● What the exercise asks
Reproduce exactly the lines from the one containing "Detect conifer tree" through the last line of the data, both ends included.

● Saved entries
************

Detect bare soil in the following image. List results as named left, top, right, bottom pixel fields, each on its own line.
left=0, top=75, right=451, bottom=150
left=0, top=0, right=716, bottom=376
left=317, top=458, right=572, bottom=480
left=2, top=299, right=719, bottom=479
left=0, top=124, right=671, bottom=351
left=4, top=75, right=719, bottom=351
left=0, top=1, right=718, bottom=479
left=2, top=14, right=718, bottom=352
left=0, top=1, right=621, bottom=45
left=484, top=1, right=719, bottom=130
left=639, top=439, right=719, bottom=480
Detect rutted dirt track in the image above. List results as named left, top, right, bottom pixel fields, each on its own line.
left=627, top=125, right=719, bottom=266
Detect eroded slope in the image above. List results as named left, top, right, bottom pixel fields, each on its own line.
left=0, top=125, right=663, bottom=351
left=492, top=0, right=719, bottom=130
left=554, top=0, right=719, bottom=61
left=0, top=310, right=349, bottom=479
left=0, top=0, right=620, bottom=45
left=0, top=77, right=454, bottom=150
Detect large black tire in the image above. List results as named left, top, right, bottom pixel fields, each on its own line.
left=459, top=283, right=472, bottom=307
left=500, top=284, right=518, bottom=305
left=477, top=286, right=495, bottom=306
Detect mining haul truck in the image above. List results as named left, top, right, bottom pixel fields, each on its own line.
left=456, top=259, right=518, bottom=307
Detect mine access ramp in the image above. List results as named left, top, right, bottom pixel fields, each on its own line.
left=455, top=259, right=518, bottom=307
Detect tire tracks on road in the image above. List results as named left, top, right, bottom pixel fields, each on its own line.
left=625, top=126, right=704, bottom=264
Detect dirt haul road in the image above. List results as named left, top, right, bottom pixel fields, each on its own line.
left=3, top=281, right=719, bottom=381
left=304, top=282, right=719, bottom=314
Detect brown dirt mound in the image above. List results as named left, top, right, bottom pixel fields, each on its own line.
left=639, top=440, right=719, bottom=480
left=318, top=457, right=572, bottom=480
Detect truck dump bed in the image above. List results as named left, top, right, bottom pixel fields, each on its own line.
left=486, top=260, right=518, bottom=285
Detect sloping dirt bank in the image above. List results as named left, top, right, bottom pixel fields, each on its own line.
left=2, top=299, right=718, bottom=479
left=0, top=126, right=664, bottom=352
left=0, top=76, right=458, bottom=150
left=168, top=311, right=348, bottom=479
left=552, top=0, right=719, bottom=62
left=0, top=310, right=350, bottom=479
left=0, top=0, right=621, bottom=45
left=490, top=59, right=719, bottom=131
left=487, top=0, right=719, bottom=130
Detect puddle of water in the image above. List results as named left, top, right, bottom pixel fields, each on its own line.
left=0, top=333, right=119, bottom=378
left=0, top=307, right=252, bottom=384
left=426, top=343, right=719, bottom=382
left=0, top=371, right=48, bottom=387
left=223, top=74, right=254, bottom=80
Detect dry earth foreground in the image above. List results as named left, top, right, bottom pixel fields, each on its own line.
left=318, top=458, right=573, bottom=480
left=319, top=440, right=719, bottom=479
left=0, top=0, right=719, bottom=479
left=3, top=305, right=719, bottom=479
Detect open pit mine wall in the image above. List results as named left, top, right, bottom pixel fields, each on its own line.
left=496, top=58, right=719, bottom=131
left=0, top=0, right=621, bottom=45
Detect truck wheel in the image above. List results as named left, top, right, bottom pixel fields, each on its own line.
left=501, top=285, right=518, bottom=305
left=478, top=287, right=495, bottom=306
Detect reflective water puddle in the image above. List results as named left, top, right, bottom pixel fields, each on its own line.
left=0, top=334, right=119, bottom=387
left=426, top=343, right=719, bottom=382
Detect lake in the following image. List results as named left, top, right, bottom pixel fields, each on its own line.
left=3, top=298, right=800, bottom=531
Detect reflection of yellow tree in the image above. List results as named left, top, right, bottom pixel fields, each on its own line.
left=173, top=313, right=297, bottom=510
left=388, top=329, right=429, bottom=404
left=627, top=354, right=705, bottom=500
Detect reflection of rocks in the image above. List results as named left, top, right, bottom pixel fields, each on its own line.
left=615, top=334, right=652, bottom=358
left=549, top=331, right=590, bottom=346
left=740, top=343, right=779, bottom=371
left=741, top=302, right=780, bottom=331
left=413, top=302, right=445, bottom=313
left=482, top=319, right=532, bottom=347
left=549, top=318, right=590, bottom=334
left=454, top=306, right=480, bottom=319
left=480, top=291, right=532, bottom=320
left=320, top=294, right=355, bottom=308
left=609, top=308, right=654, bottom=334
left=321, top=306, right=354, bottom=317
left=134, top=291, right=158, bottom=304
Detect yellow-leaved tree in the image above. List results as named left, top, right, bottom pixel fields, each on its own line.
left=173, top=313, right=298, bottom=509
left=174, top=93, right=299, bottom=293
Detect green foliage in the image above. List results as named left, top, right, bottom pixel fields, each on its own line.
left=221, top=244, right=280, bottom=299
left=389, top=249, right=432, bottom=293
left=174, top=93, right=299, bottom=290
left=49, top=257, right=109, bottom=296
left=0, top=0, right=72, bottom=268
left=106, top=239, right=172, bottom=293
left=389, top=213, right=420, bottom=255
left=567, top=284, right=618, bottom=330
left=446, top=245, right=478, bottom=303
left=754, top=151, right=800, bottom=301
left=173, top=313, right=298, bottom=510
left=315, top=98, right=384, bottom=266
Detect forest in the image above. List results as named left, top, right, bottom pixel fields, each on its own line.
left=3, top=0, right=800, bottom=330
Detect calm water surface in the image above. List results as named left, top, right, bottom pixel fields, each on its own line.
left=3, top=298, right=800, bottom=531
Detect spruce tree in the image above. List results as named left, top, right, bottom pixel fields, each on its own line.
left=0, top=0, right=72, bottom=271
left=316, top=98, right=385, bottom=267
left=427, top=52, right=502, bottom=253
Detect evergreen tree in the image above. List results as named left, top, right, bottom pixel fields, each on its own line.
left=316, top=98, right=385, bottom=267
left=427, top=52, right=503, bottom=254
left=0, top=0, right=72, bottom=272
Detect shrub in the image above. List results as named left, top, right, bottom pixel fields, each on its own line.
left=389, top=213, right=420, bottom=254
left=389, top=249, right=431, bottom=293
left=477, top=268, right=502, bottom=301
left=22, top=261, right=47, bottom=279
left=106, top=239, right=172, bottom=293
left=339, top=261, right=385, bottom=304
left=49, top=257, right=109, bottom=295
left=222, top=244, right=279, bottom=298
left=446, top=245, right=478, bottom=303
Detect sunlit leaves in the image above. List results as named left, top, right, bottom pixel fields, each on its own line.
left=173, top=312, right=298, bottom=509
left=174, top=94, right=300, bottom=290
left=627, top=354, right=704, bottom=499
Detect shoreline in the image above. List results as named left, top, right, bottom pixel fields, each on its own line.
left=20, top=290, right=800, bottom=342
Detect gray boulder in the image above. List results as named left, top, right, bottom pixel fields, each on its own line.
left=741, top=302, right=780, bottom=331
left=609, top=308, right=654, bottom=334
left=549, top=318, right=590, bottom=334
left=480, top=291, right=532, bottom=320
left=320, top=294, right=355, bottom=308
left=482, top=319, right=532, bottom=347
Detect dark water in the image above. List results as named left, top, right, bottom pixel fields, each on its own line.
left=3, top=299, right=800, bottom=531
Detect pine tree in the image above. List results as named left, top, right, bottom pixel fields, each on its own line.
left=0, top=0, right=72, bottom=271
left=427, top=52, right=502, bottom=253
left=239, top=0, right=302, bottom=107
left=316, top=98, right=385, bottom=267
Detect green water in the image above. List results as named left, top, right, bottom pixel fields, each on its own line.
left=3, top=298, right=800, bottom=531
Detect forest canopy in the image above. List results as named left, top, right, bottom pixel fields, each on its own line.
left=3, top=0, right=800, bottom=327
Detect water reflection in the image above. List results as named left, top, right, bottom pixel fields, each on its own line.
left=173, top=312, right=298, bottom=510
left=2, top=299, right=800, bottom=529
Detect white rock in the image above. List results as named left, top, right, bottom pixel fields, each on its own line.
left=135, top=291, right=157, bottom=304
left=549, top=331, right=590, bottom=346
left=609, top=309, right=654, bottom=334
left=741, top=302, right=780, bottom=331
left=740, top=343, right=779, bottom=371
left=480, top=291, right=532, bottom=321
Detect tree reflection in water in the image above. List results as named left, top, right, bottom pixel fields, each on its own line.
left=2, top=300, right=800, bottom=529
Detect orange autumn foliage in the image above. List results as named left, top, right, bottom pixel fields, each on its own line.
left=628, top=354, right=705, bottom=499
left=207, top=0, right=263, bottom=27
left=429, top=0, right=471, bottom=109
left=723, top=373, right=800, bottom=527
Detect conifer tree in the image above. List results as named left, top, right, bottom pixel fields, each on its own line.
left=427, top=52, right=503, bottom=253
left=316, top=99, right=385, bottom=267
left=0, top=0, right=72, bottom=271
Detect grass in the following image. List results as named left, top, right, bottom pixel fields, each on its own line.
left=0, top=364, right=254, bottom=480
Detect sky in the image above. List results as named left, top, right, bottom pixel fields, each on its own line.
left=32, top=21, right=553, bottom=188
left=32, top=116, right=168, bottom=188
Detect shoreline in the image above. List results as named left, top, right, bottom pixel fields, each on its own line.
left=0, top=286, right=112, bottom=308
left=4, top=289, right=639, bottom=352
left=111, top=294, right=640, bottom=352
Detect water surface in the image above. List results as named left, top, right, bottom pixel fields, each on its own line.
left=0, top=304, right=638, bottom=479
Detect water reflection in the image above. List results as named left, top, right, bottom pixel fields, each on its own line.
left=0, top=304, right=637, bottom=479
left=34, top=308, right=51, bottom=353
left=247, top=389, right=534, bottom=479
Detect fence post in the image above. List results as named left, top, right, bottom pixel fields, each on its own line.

************

● Reply to the exercise
Detect conifer tree in the image above. List results as named left, top, right, bottom pixel fields, each on its own line.
left=427, top=52, right=503, bottom=253
left=316, top=99, right=385, bottom=267
left=0, top=0, right=72, bottom=271
Detect grass in the following image. List results as named left, top, right, bottom pixel fields, each on its own line.
left=0, top=364, right=254, bottom=480
Detect sky in the image above. List results as named left, top, right, bottom pixel fields, each on its own line.
left=32, top=21, right=553, bottom=188
left=32, top=116, right=168, bottom=188
Detect shoreline in the image above. List results as named left, top, right, bottom pixel fields, each on its own line.
left=0, top=286, right=112, bottom=308
left=4, top=289, right=639, bottom=352
left=111, top=294, right=640, bottom=352
Detect water surface in the image above. List results as named left, top, right, bottom pixel fields, each on its own line.
left=0, top=304, right=638, bottom=479
Detect water reflection in the image above. List results as named left, top, right, bottom pixel fields, each on its own line.
left=0, top=304, right=637, bottom=479
left=34, top=308, right=51, bottom=353
left=247, top=389, right=534, bottom=479
Detect fence post in the image above. List results as named left, top, right, bottom pixel fields, each on its own line.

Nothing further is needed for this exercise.